_Written request_
Rewrite the records below, switching every occurrence of "drop a marker" to "place a point" and leaving everything else unchanged.

Records from a point labeling set:
--- start ---

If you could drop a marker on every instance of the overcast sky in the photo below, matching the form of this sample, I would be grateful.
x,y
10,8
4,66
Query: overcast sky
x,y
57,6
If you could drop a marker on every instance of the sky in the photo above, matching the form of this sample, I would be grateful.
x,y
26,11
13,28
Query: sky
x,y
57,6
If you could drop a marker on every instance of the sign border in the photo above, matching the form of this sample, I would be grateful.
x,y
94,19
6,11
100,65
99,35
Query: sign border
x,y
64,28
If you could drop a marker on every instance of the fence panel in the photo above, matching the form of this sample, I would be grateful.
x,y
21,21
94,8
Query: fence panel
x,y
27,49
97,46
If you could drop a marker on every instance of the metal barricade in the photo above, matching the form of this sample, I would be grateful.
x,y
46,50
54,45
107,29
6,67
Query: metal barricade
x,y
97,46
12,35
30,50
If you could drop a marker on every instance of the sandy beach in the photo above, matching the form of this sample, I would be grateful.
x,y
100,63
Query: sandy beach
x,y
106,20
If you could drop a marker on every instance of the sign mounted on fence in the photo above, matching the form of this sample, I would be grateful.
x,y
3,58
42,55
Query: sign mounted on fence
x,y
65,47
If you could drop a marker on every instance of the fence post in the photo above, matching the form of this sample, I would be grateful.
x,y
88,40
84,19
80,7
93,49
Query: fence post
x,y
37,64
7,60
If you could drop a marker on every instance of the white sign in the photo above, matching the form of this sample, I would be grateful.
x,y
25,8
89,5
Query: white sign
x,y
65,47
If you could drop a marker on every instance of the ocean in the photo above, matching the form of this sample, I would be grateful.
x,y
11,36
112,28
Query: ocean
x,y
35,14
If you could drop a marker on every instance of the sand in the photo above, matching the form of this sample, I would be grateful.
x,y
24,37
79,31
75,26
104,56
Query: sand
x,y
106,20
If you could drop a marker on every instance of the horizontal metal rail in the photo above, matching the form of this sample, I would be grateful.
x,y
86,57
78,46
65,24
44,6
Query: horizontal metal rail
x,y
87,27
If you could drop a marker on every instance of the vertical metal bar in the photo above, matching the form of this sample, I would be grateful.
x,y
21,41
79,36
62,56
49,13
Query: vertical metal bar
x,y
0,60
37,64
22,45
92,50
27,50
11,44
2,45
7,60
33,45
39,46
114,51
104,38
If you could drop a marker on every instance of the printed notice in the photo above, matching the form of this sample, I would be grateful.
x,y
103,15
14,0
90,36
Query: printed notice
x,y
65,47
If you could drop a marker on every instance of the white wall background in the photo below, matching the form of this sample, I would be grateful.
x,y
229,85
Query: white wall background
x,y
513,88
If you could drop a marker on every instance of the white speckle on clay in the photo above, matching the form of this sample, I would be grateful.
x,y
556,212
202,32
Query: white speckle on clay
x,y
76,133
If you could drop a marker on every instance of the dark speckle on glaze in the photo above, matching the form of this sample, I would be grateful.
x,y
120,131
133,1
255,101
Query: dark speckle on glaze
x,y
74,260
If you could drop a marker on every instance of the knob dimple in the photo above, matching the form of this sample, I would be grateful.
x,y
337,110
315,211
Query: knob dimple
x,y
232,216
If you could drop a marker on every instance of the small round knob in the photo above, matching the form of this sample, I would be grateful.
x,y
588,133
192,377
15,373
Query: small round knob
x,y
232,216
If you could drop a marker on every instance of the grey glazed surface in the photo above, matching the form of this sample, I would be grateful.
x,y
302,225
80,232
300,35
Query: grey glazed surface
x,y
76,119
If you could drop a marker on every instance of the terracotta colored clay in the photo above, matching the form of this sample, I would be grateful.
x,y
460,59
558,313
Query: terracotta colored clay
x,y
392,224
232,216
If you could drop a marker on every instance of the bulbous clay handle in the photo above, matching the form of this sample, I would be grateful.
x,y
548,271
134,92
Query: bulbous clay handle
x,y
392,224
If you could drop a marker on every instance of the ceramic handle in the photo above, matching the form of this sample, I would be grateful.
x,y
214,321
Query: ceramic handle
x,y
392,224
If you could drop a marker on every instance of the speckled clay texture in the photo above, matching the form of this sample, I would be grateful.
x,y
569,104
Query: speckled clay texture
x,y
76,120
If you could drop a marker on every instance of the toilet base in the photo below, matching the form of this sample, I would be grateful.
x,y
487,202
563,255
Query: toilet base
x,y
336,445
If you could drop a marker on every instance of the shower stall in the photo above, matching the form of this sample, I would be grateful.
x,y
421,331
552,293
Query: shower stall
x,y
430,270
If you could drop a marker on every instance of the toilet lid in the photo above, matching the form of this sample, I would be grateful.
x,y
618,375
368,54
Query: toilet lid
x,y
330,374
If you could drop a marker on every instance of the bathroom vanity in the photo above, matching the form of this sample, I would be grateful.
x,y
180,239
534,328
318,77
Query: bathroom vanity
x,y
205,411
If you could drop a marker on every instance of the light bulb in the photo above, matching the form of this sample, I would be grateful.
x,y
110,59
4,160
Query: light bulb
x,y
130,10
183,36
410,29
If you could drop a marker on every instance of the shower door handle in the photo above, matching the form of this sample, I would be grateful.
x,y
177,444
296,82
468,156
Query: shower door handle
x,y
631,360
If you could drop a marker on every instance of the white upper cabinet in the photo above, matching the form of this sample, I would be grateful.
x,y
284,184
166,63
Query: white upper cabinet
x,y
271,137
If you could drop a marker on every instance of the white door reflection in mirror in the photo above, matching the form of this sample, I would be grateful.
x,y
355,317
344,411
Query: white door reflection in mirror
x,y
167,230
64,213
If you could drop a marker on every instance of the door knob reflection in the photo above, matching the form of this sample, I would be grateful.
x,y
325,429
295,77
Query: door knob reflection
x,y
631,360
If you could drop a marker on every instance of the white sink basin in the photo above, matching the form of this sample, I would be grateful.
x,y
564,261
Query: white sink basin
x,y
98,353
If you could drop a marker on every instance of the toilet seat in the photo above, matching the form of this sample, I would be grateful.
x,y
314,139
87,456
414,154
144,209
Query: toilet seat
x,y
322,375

--- end ---

_Task solution_
If you could place a point on every instance of the overcast sky in the photo below, matching the form of this sample, I would be grateful.
x,y
10,8
4,66
Query: overcast sky
x,y
57,6
If you could place a point on every instance of the sky in the photo above, matching the form of this sample, I would be grateful.
x,y
26,11
13,28
Query: sky
x,y
57,6
If you could place a point on every instance of the sign border in the photo above, matching the form of this sample, I would be grateful.
x,y
94,19
6,11
100,65
99,35
Query: sign border
x,y
64,28
If you could place a point on every instance of the fence panel in the photo above, matching the form of this sample, I would be grateful.
x,y
21,21
94,8
Query: fence panel
x,y
27,49
97,46
If you could place a point on every instance of the metal barricade in the photo above, matching the form of this sample, I would be grateful.
x,y
46,50
54,45
107,29
6,67
Query: metal barricade
x,y
97,46
12,35
30,50
If you could place a point on every instance of the sandy beach in the photo above, matching the form of this sample, I would be grateful.
x,y
100,63
Query: sandy beach
x,y
106,20
If you could place a point on every instance of the sign mounted on fence in the photo above, matching the form of this sample, I would be grateful.
x,y
3,58
42,55
Query: sign mounted on fence
x,y
65,47
If you could place a point on every instance of the fence post in the photo above, matching the form of this sample, I would be grateful.
x,y
88,40
84,19
80,7
93,49
Query: fence post
x,y
37,64
7,60
If you could place a point on every instance of the white sign in the photo above, matching the form of this sample, I would be grateful.
x,y
25,8
89,5
Query: white sign
x,y
65,47
If you could place a point on every instance of the ocean in the photo above, matching the form of this sample, I would be grateful.
x,y
11,36
112,28
Query: ocean
x,y
35,14
If you could place a point on every instance of the sand in the photo above, matching the form of this sample, I would be grateful.
x,y
24,37
79,31
75,26
104,56
Query: sand
x,y
106,20
If you could place a point on every instance of the horizontal metal rail in the photo above, matching the form of this sample, I would be grateful.
x,y
86,57
78,46
65,24
44,6
Query: horizontal metal rail
x,y
87,27
If you could place a point on every instance of the vertical metal bar in the photo above, matching the form of this sample, I would be grateful.
x,y
21,41
79,36
62,56
49,13
Query: vertical metal bar
x,y
0,60
37,64
22,45
92,50
27,50
11,44
2,45
7,60
33,45
39,46
114,51
104,38
If you could place a point on every instance of the printed notice in the photo above, matching the form of this sample, I would be grateful.
x,y
103,15
14,0
90,36
Query: printed notice
x,y
65,47
If you could place a point on every instance of the white wall background in the photo below, matching the form of this sample, I would be grateful.
x,y
229,85
Query: white wall background
x,y
513,88
If you could place a point on every instance of the white speckle on clay in the photo above, matching the form of this sample, I would be grateful.
x,y
556,212
202,32
Query: white speckle on clay
x,y
76,133
If you could place a point on every instance of the dark speckle on glaze in the photo above, matching the form of this sample, I would be grateful.
x,y
120,131
133,1
255,101
Query: dark speckle on glaze
x,y
74,260
If you could place a point on every instance of the knob dimple in the photo above, matching the form of this sample, I would be grateful.
x,y
337,110
315,211
Query: knob dimple
x,y
232,216
If you could place a point on every instance of the small round knob in the photo above, matching the form of this sample, I would be grateful.
x,y
588,133
192,377
15,373
Query: small round knob
x,y
232,216
If you could place a point on every instance of the grey glazed surface in the photo above, matching the form of this sample, I would be grateful.
x,y
302,225
80,232
300,35
Query: grey glazed surface
x,y
76,119
If you could place a point on every instance of the terracotta colored clay in the photo above, matching the form of this sample, I would be grateful.
x,y
460,59
558,313
Query: terracotta colored clay
x,y
392,224
232,216
If you could place a point on every instance of the bulbous clay handle in the photo above, matching the form of this sample, I would be grateful.
x,y
548,271
134,92
Query: bulbous clay handle
x,y
392,224
If you could place a point on every instance of the ceramic handle in the photo above, matching the form of this sample, I would be grateful.
x,y
214,321
Query: ceramic handle
x,y
392,224
If you could place a point on every instance of the speckled clay texture in the photo above, matching the form of this sample, I would be grateful.
x,y
569,104
Query: speckled clay texture
x,y
76,120
If you could place a point on every instance of the toilet base in the photo below, matching the form of this sample, I would be grateful.
x,y
487,202
563,255
Query: toilet base
x,y
336,445
If you could place a point on every instance of the shower stall in the photo above, matching the form of this sample, I would be grateful.
x,y
421,331
552,293
Query: shower stall
x,y
430,270
If you could place a point on every instance of the toilet lid in the photo above, matching the form of this sample, I would be grateful.
x,y
618,375
368,54
Query: toilet lid
x,y
330,374
If you could place a point on every instance of the bathroom vanity in the photo above, matching the form of this sample, I would be grateful.
x,y
180,239
534,328
318,77
Query: bathroom vanity
x,y
205,411
If you could place a point on every instance of the light bulb in the photo above, matching the form of this sample, I would be grateful.
x,y
110,59
4,160
Query: light bulb
x,y
130,10
183,36
410,29
If you could place a point on every instance of the shower door handle in the photo above, matching the form of this sample, I would be grateful.
x,y
177,444
296,82
468,156
Query: shower door handle
x,y
631,360
If you could place a point on every instance of the white upper cabinet in the photo above, matching the form of this sample, I would be grateful.
x,y
284,184
166,63
Query: white upper cabinet
x,y
271,137
If you could place a point on every instance of the white door reflection in mirror in the photo above, matching the form of this sample, I would be grateful.
x,y
355,317
344,411
Query: white door reflection in mirror
x,y
167,230
64,213
If you could place a point on every instance of the door knob reflection in the photo above, matching the form of this sample, I would be grateful.
x,y
325,429
295,77
Query: door knob reflection
x,y
631,360
If you could place a point on every instance of the white sink basin in the photo above, matching the form of this sample, I would be grateful.
x,y
564,261
Query: white sink basin
x,y
98,353
If you could place a point on every instance of the toilet seat in the photo above, matching the form of this sample, I would be grateful.
x,y
314,139
87,456
414,154
144,209
Query: toilet seat
x,y
322,375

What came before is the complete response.